== Goal of the exercise ==
Reproduce the records below without any change, starting with the line that contains "Can you find the blue sky?" and going on through the line that contains "point(1126, 443)", both of those lines included.

== Supplied records ==
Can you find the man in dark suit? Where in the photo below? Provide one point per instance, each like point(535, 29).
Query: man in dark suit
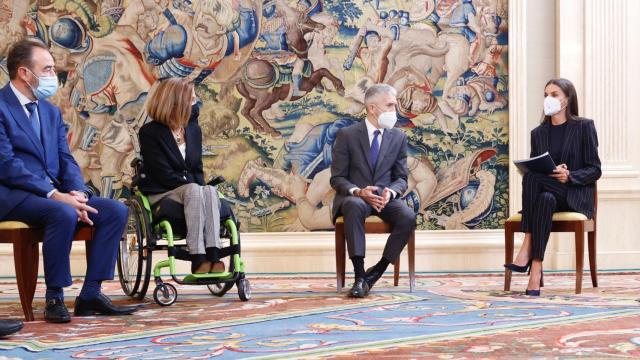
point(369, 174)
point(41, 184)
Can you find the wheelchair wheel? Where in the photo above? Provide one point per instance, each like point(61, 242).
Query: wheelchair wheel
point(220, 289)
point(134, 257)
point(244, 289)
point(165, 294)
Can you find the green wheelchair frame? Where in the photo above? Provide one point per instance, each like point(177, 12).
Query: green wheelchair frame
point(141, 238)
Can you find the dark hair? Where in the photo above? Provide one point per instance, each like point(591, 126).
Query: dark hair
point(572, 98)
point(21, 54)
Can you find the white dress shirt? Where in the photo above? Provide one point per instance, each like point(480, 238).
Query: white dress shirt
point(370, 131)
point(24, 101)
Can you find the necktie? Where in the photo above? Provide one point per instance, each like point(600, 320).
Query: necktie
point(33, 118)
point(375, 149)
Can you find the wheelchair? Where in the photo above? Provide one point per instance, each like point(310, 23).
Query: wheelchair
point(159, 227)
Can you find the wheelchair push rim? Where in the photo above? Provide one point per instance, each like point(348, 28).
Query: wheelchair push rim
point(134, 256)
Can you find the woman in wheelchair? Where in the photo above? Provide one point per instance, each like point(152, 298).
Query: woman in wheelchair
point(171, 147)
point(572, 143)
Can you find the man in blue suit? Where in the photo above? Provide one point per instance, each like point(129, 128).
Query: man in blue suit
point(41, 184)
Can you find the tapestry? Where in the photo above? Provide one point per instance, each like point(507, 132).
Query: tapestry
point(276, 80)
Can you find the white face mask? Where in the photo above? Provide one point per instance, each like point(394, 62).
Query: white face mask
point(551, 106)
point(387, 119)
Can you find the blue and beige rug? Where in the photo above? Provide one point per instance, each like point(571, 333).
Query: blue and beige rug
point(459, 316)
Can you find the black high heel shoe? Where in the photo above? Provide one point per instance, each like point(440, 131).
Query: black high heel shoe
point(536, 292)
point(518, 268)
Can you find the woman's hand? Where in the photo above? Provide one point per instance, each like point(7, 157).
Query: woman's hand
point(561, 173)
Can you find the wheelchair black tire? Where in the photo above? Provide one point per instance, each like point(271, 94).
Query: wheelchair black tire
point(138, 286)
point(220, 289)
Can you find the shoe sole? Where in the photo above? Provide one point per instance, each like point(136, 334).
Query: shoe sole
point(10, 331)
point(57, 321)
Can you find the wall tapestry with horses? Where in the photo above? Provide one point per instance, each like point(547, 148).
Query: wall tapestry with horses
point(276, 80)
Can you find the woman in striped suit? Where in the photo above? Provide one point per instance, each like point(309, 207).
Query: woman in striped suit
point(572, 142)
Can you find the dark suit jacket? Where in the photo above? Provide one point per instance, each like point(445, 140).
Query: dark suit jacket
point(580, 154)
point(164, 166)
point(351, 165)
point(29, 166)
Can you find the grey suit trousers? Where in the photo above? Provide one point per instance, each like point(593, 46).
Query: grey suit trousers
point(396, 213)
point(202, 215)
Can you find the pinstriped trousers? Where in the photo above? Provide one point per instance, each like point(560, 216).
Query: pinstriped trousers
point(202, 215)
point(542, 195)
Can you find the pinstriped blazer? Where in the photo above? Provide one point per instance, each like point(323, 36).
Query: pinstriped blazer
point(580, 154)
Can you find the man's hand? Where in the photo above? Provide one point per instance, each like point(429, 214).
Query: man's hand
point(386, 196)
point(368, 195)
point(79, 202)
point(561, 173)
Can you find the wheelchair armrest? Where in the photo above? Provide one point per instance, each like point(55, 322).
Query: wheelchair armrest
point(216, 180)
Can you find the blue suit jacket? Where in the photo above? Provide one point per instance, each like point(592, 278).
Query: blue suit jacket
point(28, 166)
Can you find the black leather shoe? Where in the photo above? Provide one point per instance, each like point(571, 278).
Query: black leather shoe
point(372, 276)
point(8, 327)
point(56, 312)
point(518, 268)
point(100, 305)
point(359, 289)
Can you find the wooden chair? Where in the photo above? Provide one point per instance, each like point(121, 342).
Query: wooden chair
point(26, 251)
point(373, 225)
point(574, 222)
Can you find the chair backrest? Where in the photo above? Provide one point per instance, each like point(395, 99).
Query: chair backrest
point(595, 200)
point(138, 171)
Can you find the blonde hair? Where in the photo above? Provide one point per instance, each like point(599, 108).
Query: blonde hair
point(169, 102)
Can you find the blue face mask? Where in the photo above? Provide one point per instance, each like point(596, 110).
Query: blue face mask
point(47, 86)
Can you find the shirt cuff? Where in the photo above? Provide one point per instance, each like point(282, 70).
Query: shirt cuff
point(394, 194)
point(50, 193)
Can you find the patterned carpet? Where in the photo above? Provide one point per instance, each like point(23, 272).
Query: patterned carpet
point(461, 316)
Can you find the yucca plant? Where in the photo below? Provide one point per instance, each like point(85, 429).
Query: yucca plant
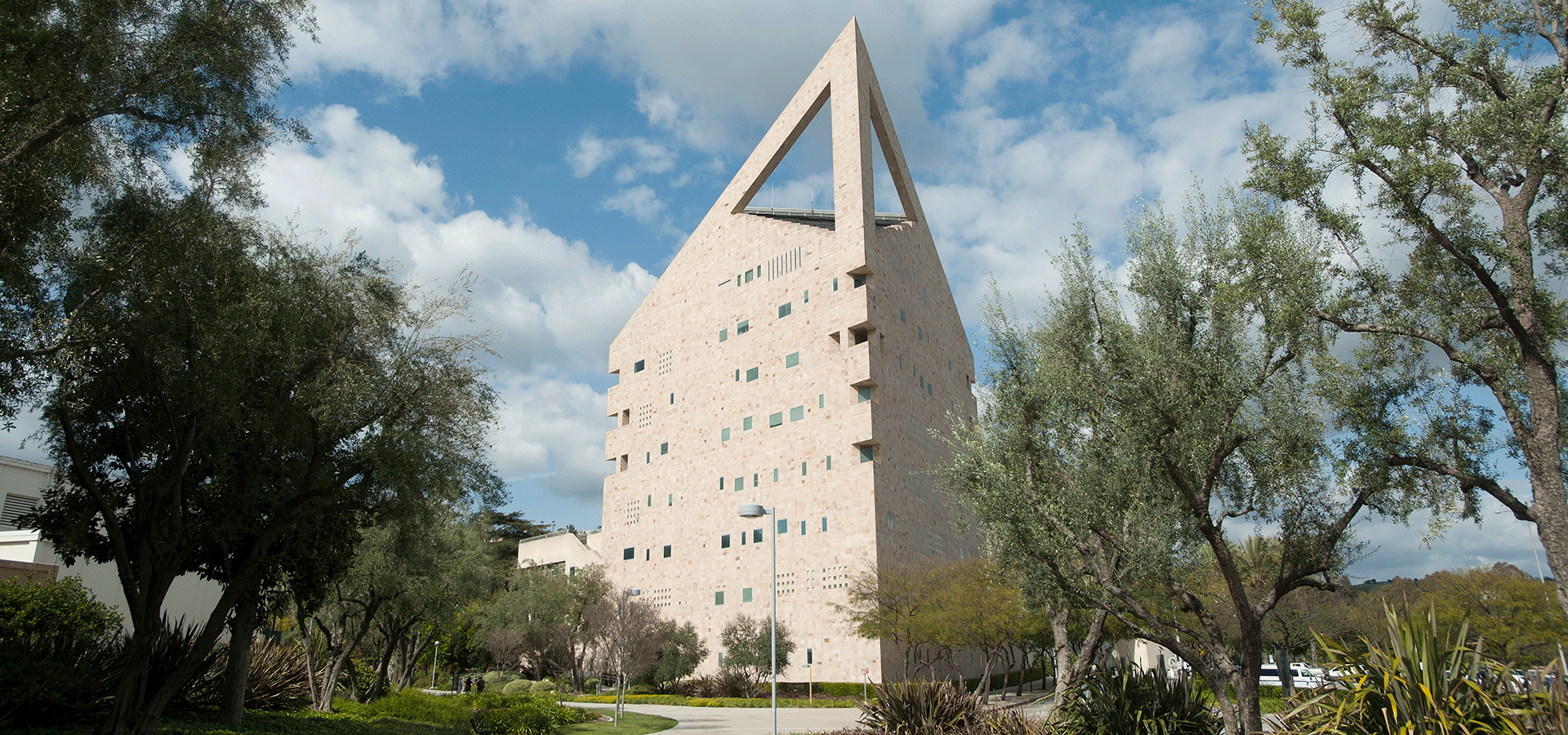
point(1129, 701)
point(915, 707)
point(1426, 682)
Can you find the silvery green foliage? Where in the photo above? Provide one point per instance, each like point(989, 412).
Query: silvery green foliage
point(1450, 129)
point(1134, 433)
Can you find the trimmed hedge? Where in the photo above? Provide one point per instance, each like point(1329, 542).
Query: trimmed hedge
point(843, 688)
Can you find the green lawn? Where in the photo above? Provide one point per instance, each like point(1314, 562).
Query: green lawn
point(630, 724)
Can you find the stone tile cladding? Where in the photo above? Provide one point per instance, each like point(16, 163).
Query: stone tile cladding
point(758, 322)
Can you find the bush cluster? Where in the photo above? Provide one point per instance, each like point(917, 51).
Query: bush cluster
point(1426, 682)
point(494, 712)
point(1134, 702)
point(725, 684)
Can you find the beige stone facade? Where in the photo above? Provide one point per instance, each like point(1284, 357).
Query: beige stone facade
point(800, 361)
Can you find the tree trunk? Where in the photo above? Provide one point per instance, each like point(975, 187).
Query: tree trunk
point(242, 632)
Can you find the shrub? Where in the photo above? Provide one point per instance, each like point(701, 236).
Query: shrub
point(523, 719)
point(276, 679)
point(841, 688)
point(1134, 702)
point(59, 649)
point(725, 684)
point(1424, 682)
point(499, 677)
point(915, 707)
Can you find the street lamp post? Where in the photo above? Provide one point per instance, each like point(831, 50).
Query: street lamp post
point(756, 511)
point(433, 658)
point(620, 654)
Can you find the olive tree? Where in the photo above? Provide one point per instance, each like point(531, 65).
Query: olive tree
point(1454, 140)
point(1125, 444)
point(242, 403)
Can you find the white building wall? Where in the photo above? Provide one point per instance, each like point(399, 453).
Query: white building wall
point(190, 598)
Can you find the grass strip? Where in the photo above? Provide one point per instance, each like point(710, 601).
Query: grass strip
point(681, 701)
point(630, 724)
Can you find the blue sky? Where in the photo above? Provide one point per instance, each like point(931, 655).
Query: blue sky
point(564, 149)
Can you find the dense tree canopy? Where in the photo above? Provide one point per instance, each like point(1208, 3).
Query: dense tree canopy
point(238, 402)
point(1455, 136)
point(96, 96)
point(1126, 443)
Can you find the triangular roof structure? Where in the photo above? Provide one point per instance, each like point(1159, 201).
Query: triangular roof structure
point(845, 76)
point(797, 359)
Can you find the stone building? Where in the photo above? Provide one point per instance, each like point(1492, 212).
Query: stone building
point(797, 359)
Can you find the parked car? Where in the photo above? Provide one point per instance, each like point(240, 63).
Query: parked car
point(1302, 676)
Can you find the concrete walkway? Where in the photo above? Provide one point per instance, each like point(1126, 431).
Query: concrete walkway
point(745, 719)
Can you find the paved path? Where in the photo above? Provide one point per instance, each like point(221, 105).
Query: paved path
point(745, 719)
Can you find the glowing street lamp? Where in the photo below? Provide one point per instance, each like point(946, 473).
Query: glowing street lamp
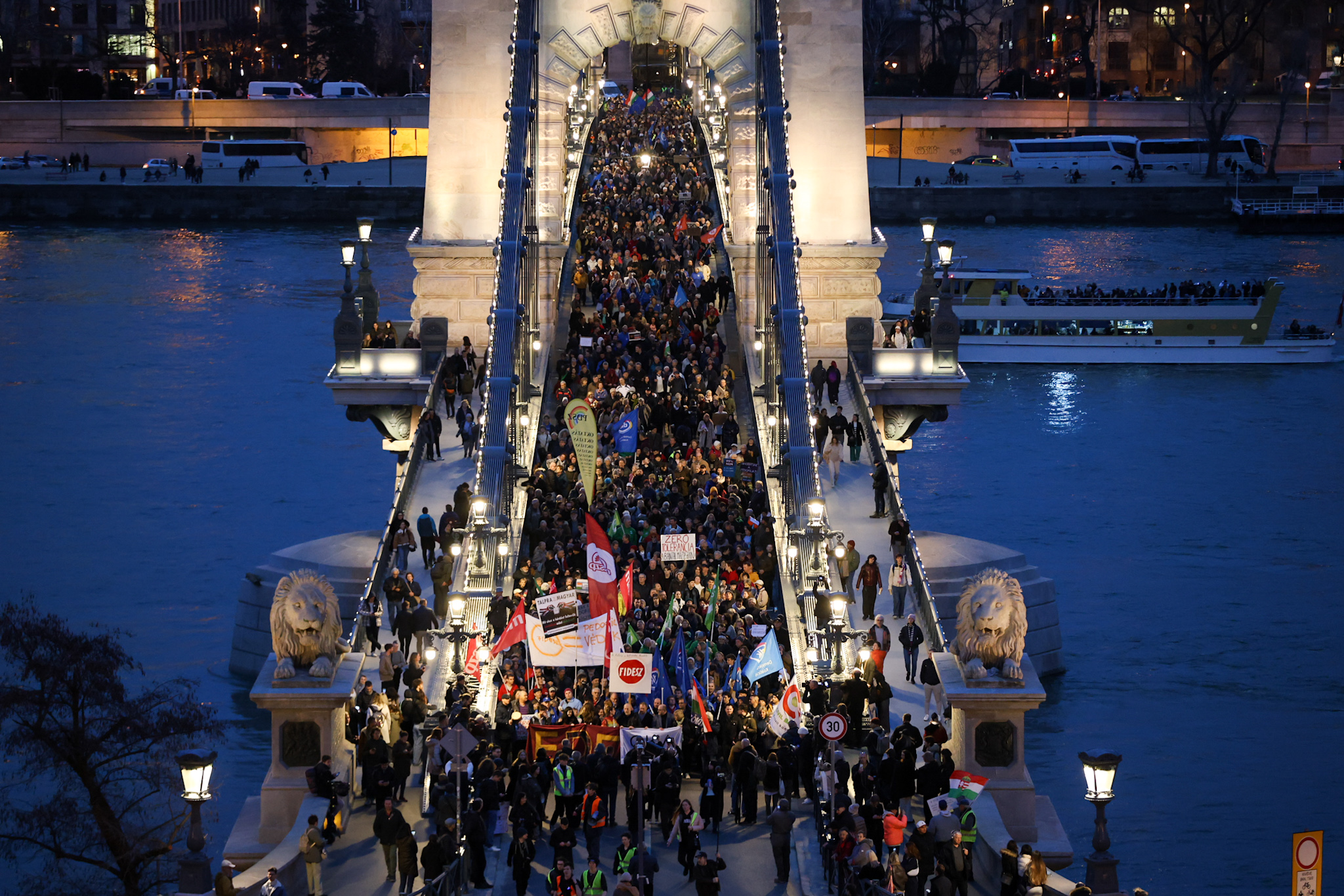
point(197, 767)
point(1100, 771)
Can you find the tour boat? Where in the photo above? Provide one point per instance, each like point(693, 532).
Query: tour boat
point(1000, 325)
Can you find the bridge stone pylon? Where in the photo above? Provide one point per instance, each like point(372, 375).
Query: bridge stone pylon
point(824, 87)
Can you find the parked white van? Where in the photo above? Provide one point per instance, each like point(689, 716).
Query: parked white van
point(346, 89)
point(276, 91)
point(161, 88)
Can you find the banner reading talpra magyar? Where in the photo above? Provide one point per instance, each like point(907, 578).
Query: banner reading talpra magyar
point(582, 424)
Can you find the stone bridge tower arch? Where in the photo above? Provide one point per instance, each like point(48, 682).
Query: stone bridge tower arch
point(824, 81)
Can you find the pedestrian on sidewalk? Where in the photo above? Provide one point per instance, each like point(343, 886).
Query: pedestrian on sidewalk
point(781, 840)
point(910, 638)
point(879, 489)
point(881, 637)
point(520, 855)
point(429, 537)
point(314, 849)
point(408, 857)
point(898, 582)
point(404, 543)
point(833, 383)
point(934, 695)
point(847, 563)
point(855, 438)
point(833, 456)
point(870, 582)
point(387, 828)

== Exercise result ==
Can you find the blue sky? Where in the photo above? Provide one point per instance, each like point(931, 655).
Query: blue sky
point(564, 149)
Can you find the dense tree canopy? Where in the photo above? Provide one point per instance, each like point(1208, 3).
Query: dense tree canopy
point(238, 402)
point(1455, 136)
point(96, 96)
point(1126, 443)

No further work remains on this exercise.